━━━ Dataset rows

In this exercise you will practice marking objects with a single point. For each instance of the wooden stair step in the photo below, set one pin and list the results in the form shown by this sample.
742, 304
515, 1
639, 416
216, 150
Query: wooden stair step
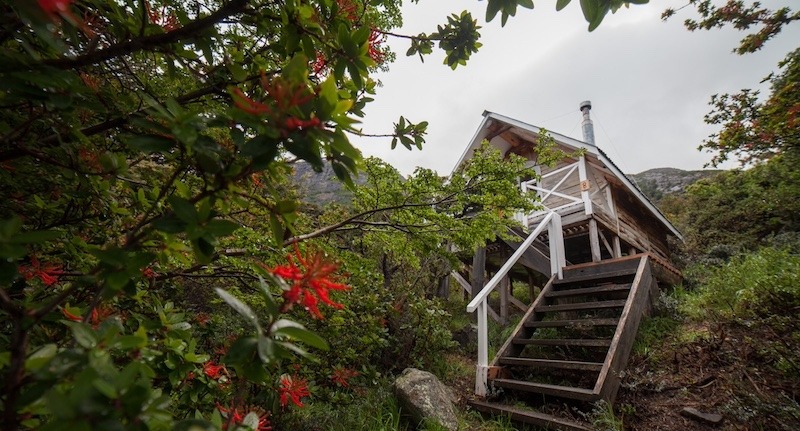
571, 342
529, 416
575, 322
552, 363
590, 290
546, 389
581, 306
577, 278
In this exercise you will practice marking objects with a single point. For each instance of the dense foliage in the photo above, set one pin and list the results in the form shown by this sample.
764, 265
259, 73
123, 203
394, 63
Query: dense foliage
740, 210
753, 130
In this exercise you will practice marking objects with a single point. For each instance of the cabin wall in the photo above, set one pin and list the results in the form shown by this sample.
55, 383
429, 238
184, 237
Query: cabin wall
621, 218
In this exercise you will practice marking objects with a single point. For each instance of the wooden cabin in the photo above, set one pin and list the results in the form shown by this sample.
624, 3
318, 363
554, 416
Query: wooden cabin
604, 215
597, 247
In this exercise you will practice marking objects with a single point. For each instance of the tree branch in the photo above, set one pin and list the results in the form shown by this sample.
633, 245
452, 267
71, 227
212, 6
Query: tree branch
191, 29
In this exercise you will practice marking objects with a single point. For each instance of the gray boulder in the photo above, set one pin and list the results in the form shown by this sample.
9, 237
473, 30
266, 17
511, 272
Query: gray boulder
425, 398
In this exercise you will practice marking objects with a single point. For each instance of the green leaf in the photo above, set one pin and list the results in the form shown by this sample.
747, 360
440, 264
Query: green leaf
105, 388
589, 8
251, 421
219, 227
149, 143
272, 306
195, 425
35, 236
40, 357
492, 8
286, 206
266, 349
303, 335
527, 4
240, 307
84, 335
183, 209
129, 342
170, 224
277, 228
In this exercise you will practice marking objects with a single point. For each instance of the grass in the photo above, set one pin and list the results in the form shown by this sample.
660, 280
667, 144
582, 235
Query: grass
377, 409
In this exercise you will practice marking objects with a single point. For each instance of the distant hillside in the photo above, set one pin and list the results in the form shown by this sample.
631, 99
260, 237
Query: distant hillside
656, 183
320, 188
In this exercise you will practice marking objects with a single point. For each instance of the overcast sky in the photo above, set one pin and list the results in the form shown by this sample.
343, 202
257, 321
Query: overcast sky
649, 82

━━━━━━

#### [Stated exercise]
Rewrite all of the lines above, swapping every "pin" for "marker" and keeping everything else identical. Omit the pictures from your answer.

#### [Task solution]
In this exercise you will practice marking objects with a single point. For each instance of the wooden stair step in the photo below, set one marker and list the results in the form shown by this sample.
742, 304
515, 1
639, 416
216, 150
Query: wooden stair step
571, 342
529, 416
575, 322
552, 363
590, 290
546, 389
581, 306
577, 278
In this exercise you will practice marking objects with a single point. For each instance of the dense foliage in the photo above, set one marker and list the results in the form shown by this sample.
764, 265
259, 73
123, 203
394, 63
Query: dense foliage
740, 210
753, 130
In this exercise you will practice marking objects with a single point. For each instance of the cabin wall in the photo above, set one marker and list the results in the form shown by this sample.
55, 383
429, 238
184, 237
Query: cabin wall
621, 218
In this exercise you will practice marking objects with a single point. For each instance of the wooden cabin in the photo above, set one marker and list the results in the form shown by this sample.
624, 3
318, 363
554, 416
Query: wooden cabin
604, 215
597, 247
In this exercise you will practice marking objects with a single point. For each instance of the tree branch in the photo above, set one marker and list the results in the form shown by this sample.
633, 245
452, 267
71, 227
212, 6
Query: tree branch
191, 29
In this exercise you will practice marking objects with a single point. For each instance of the gray boulder in the photo above, set one marker and list the results in the form shown by this sample.
9, 237
473, 30
266, 17
511, 272
Query: gray boulder
425, 398
In this exercise you will practice marking objects with a single point. For each instance of the green leaf in the photo above, set one marker and list the results in the form shown by this sample.
747, 360
440, 264
Query: green leaf
105, 388
589, 8
251, 421
219, 227
149, 143
272, 306
195, 425
35, 236
40, 357
492, 8
286, 206
266, 349
303, 335
527, 4
240, 307
84, 335
183, 209
129, 342
170, 224
277, 228
In this exercise you will practice marking objects with a single point. For each instance of the grass in the photo above, set one marker and list the results in the form shown by this sample.
660, 280
667, 144
582, 235
Query: grass
377, 409
In this exercise you will practice marking objects with a single point. For each instance of the distant hillside in the photo above, set one marker and list the results in the form shown by this sample.
631, 99
260, 237
Query: distant hillside
656, 183
320, 188
In this exercise you will practice marking objects with a single point. For each instance of the overcast sky in the photo above, set one marker and list the results in the form shown by this sample.
343, 202
257, 321
Query: overcast sky
649, 82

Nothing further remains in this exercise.